(Object pointing dataset rows)
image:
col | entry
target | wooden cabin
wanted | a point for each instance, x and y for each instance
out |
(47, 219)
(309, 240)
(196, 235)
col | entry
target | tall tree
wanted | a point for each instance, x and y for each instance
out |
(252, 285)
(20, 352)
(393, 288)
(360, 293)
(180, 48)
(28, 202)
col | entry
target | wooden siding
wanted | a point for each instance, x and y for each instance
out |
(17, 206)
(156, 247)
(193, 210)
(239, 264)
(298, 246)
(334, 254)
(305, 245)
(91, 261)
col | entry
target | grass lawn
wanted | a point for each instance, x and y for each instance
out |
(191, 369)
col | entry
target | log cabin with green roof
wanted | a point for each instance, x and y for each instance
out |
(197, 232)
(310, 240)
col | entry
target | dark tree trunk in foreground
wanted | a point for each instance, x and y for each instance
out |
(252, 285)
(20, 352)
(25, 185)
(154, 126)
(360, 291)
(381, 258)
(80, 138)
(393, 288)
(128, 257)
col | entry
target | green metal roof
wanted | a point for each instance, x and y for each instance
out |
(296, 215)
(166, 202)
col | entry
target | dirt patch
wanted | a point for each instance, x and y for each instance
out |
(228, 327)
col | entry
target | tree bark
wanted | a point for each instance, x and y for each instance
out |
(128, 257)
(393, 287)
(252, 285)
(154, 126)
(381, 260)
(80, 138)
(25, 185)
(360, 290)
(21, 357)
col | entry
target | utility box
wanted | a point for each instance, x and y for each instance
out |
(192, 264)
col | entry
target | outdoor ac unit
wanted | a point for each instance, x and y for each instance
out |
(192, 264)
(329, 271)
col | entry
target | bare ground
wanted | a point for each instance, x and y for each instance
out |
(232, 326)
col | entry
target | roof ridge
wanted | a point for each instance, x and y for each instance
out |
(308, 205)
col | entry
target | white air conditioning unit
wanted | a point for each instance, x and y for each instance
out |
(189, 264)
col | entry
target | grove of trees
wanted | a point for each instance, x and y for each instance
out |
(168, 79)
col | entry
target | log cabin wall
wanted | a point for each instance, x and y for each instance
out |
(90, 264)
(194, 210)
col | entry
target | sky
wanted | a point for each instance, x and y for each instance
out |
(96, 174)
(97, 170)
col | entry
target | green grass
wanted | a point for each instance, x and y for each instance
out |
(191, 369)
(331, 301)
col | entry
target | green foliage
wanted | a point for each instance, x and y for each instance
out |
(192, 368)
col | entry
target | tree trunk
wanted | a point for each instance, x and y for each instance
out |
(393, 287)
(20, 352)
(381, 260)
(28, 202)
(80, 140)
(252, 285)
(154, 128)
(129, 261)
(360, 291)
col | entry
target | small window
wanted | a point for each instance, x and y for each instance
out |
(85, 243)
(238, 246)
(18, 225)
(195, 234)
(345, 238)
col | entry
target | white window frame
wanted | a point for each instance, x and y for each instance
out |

WHAT IS EXPECTED - The whole listing above needs to be written out again exactly.

EXERCISE RESULT -
image:
col | entry
target | wooden cabin
wanted | a point for each instance, x and y for each instance
out |
(47, 219)
(309, 240)
(196, 235)
col | entry
target | tall tree
wanted | a point for each instance, x and y for each instance
out |
(252, 285)
(20, 352)
(393, 288)
(360, 293)
(180, 48)
(28, 202)
col | entry
target | wooden siding
wanted | a point for each instance, x and y for each instance
out |
(17, 206)
(156, 247)
(193, 210)
(239, 264)
(298, 246)
(334, 254)
(305, 245)
(91, 261)
col | entry
target | grass lawn
wanted | a point for each instance, x and y for each instance
out |
(191, 369)
col | entry
target | log cabin with green roof
wanted | a point for each instance, x and y for each instance
out |
(197, 232)
(310, 240)
col | entry
target | dark tree trunk in foreground
wanted | a point for each instance, x and y for each instance
out |
(252, 285)
(20, 352)
(25, 185)
(154, 126)
(360, 291)
(381, 258)
(80, 138)
(393, 288)
(128, 257)
col | entry
target | green metal roof
wanted | a point for each instance, x and y for each instance
out |
(296, 215)
(166, 202)
col | entry
target | dirt patch
wanted | a point for each instance, x and y for each instance
out |
(228, 327)
col | entry
target | tree bark
wanted | a point for each instance, x and y for each instance
out |
(128, 257)
(393, 287)
(252, 285)
(154, 126)
(381, 260)
(80, 138)
(25, 185)
(360, 290)
(21, 357)
col | entry
target | utility box
wanted | a point for each instance, x and y for each instance
out |
(192, 264)
col | entry
target | outdoor ac unit
wanted | a point for each instance, x and y for each instance
out |
(192, 264)
(329, 271)
col | entry
target | bare ground
wanted | a point for each instance, x and y for each instance
out |
(232, 326)
col | entry
target | roof ridge
wanted | a point for each instance, x and y for each instance
out |
(308, 205)
col | entry
target | white air conditioning unit
wanted | a point for each instance, x and y for each instance
out |
(189, 264)
col | entry
target | grove of trees
wanted | a point for each instance, x and y for each instance
out |
(168, 79)
col | entry
target | log cabin wall
wanted | a point for each instance, x and y for each instance
out |
(90, 264)
(194, 210)
col | entry
target | sky
wanted | a point for each instance, x and y for each instance
out |
(96, 174)
(97, 170)
col | entry
target | green grass
wanted | a point for each instance, x and y for each instance
out |
(191, 369)
(331, 301)
col | entry
target | green foliage
wanted | a point for each instance, x and y for each instance
out |
(192, 368)
col | entry
target | tree trunk
wanted | a point for each instance, x and y for each instance
out |
(393, 287)
(20, 352)
(381, 260)
(28, 202)
(80, 140)
(252, 285)
(154, 128)
(129, 261)
(360, 291)
col | entry
target | small window
wanted | a point for each instance, x and y for each instance
out |
(85, 243)
(238, 246)
(18, 225)
(195, 234)
(345, 238)
col | entry
target | white window frame
wanted | a point for each instance, x and y for each instance
out |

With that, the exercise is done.